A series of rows
· · · · · · ·

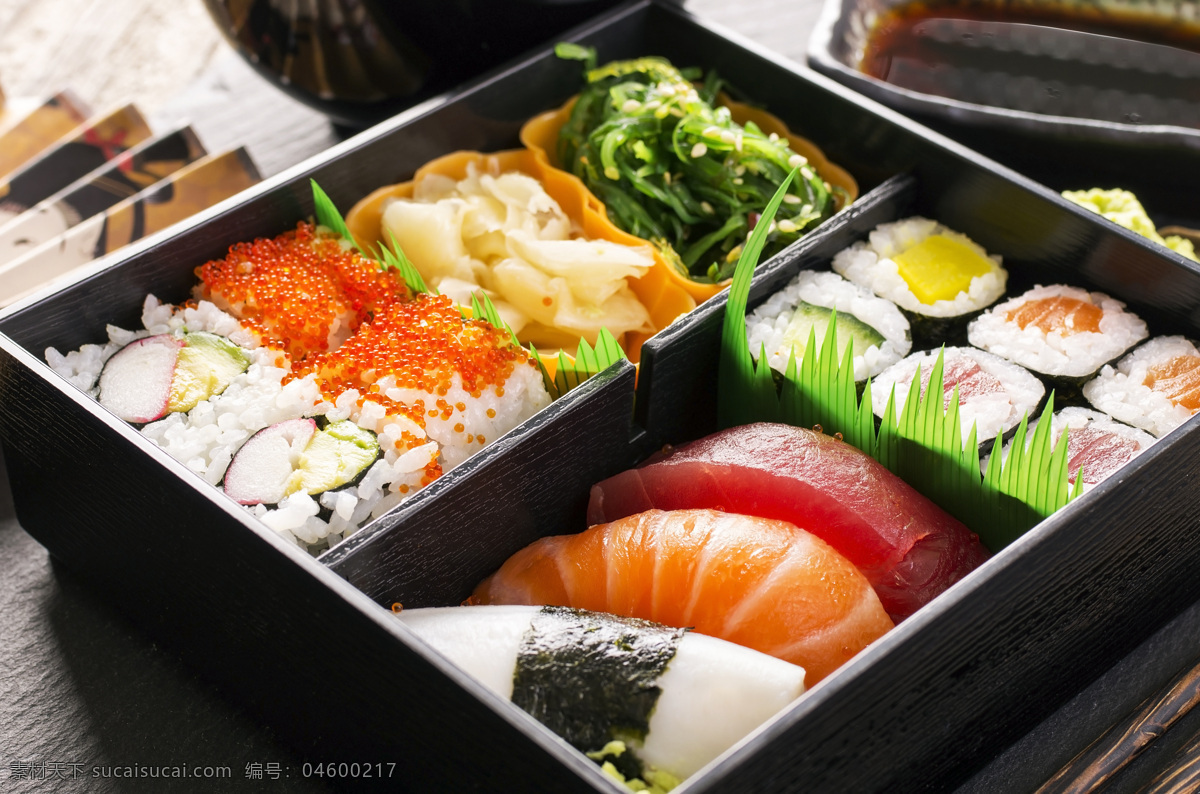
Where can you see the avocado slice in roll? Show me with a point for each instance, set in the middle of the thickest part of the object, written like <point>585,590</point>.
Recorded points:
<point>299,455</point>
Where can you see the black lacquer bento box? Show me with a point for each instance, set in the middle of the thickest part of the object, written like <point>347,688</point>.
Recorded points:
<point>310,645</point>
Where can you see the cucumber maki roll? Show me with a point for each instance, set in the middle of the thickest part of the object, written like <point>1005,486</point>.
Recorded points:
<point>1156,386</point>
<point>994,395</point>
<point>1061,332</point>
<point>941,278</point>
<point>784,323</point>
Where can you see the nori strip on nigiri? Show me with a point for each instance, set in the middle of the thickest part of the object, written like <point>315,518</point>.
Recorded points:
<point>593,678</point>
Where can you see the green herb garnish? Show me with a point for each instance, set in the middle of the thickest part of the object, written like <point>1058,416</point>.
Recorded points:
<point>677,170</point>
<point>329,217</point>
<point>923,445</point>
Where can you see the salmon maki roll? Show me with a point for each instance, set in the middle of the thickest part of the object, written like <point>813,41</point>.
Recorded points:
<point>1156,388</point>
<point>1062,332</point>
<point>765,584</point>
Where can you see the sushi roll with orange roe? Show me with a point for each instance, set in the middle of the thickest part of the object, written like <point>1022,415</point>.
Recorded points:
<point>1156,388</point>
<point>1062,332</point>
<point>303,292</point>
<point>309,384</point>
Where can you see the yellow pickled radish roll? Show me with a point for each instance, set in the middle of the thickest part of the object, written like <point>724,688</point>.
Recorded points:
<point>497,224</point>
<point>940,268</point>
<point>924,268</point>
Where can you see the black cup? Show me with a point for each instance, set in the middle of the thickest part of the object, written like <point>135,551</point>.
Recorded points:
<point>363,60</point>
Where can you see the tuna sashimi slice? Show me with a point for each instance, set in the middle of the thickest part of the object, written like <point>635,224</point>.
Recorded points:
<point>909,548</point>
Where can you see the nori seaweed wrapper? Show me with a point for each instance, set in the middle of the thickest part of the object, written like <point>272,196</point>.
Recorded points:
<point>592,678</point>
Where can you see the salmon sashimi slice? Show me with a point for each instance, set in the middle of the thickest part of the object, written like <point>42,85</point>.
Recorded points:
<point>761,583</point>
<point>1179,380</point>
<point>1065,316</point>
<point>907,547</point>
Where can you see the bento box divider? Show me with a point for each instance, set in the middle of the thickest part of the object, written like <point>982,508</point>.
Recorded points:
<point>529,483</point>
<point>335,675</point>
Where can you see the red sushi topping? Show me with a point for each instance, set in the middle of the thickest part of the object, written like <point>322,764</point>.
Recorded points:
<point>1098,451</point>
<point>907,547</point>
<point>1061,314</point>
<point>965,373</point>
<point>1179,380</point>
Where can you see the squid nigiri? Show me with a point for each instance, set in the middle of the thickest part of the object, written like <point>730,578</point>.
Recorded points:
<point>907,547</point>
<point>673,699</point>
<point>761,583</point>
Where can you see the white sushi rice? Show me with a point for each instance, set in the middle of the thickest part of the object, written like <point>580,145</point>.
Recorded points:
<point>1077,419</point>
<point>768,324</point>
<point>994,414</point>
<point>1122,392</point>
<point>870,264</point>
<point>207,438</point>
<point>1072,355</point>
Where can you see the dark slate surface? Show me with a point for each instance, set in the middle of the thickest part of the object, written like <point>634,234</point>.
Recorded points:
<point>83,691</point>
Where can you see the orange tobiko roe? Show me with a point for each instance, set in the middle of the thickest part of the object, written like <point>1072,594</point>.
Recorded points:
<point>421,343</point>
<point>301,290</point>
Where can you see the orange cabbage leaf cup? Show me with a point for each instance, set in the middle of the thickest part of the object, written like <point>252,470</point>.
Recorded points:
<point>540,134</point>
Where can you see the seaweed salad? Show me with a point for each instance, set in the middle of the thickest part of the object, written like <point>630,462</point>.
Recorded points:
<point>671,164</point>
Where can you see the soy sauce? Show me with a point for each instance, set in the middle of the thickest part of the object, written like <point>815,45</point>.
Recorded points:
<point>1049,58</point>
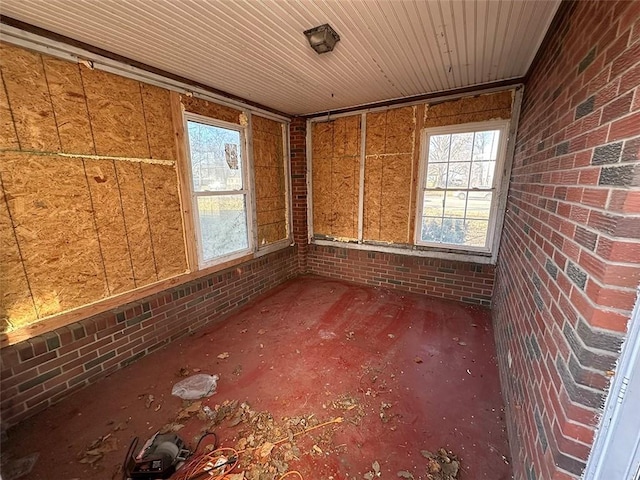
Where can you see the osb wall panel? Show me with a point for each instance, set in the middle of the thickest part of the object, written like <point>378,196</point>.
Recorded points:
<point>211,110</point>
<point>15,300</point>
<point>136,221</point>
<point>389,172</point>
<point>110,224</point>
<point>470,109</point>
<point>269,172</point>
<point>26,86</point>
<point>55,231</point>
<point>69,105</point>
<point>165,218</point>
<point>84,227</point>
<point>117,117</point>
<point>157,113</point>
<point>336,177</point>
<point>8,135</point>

· · · · · · ·

(Exercise details) Lay out every line of these rows as a numbered list, skipping blank lines. Omit the pictures from your answer.

(Exercise solution)
1. Where can you see the avocado slice in roll? Show me with a point for each instance, set in the middle of the thickest part of the object, written like <point>585,590</point>.
2. Recorded points:
3. <point>299,455</point>
4. Where can you see the black lacquer bento box? Show me with a point for each instance, set in the middle of the thickest part of the object, written like <point>347,688</point>.
5. Recorded points:
6. <point>310,645</point>
7. Where can you see the cucumber maki roll? Show me with a point for each instance, set in the middle of the thickest part of the object, written like <point>1005,486</point>.
8. Recorded points:
9. <point>1156,386</point>
10. <point>994,395</point>
11. <point>1061,332</point>
12. <point>941,278</point>
13. <point>784,323</point>
14. Where can you see the nori strip on nigiri? Show me with a point for each instance, set in the middle of the thickest part of the object, written like <point>315,518</point>.
15. Recorded points:
16. <point>593,678</point>
17. Where can you see the green herb garnish? Show me with a point for each instance, set in the middle of the thickest part of the object, written like <point>1058,416</point>.
18. Recorded points:
19. <point>677,170</point>
20. <point>329,217</point>
21. <point>923,445</point>
22. Where can you see the salmon maki roll? Show me with a point for each instance, set in the middle of the thickest part of the object, written like <point>813,41</point>.
23. Recorded points:
24. <point>1156,388</point>
25. <point>1062,332</point>
26. <point>765,584</point>
27. Where can you see the sushi roll with orange roe? Show me with a point for each instance, set in the middle of the thickest part of the object, written like <point>1022,415</point>.
28. Recorded points:
29. <point>1156,388</point>
30. <point>1062,332</point>
31. <point>303,292</point>
32. <point>309,384</point>
33. Where can you see the yellow pickled radish roll? Show me with a point for each instance, set in the middle of the thickest part of the object, written like <point>724,688</point>.
34. Recorded points:
35. <point>497,224</point>
36. <point>940,268</point>
37. <point>924,268</point>
38. Where can you see the black cup? Show me with a point for each instance, set in the middle of the thickest part of the object, written like <point>135,551</point>.
39. Recorded points:
40. <point>363,60</point>
41. Where can you see the tuna sashimi slice? Show me with a point for each instance, set in the middle of the thickest part of the object, written like <point>635,224</point>.
42. Recorded points:
43. <point>909,548</point>
44. Where can you see the nori seaweed wrapper? Show me with a point for each instance, set in the middle of the thickest part of the object, written like <point>272,196</point>.
45. Recorded points:
46. <point>592,678</point>
47. Where can you see the salmon sashimi slice? Show me with a point for each instance, set in the middle of the thickest part of the object, written like <point>42,85</point>.
48. Recorded points:
49. <point>761,583</point>
50. <point>1179,380</point>
51. <point>1065,316</point>
52. <point>907,547</point>
53. Where can you see the bento box divider? Show me with a point for each instance, set in the middle of the thickest part of the object, written like <point>982,508</point>.
54. Recorded points:
55. <point>529,483</point>
56. <point>335,675</point>
57. Where can you see the red sushi topping? Show me with a point for each instance, set in the middle of the thickest part of the object, written like <point>322,764</point>.
58. Recorded points:
59. <point>1098,451</point>
60. <point>907,547</point>
61. <point>1061,314</point>
62. <point>965,373</point>
63. <point>1179,380</point>
64. Where can you see the squid nigiri? Show me with a point for each instance, set in the middle of the thickest part of the object, written like <point>730,578</point>.
65. Recorded points:
66. <point>907,547</point>
67. <point>673,699</point>
68. <point>761,583</point>
69. Where can you see the white sushi rice? Show me with a point for each instance, set in the middle of the thickest part of the object, written like <point>580,145</point>.
70. Recorded points:
71. <point>1077,419</point>
72. <point>768,324</point>
73. <point>994,414</point>
74. <point>1122,392</point>
75. <point>870,264</point>
76. <point>207,438</point>
77. <point>1072,355</point>
78. Where can you see the dark slate surface? Show me with a point for each instance, set in the middle of the thickest part of the object, written like <point>634,234</point>.
79. Recorded points:
80. <point>83,691</point>
81. Where can you see the orange tobiko roe? Show me with a point for each instance, set in the middle of the thickest part of the object, written like <point>1072,594</point>.
82. Recorded points:
83. <point>421,343</point>
84. <point>301,290</point>
85. Where can you see the orange cabbage leaf cup? Show me with a point for each instance, set in the middle of the thickest part of the object, written like <point>252,470</point>.
86. Recorded points:
87. <point>540,134</point>
88. Where can you see the seaweed salad? Show me with a point for each instance, set in the middle of the thickest part of the object, written like <point>630,462</point>.
89. Recorded points:
90. <point>671,164</point>
91. Where can you see the soy sauce? Show me with a point for each instance, set in the middle of the thickest part of the object, written like <point>815,45</point>.
92. Recorded points:
93. <point>1049,58</point>
94. Where can you see the osb wall panel? Show me with a point for each instance, set in the middle of the thickest part of the object, written like <point>378,196</point>.
95. Recorded points:
96. <point>211,110</point>
97. <point>15,300</point>
98. <point>136,221</point>
99. <point>389,172</point>
100. <point>110,224</point>
101. <point>470,109</point>
102. <point>269,172</point>
103. <point>26,86</point>
104. <point>55,231</point>
105. <point>69,105</point>
106. <point>165,218</point>
107. <point>84,227</point>
108. <point>117,117</point>
109. <point>157,113</point>
110. <point>336,177</point>
111. <point>8,135</point>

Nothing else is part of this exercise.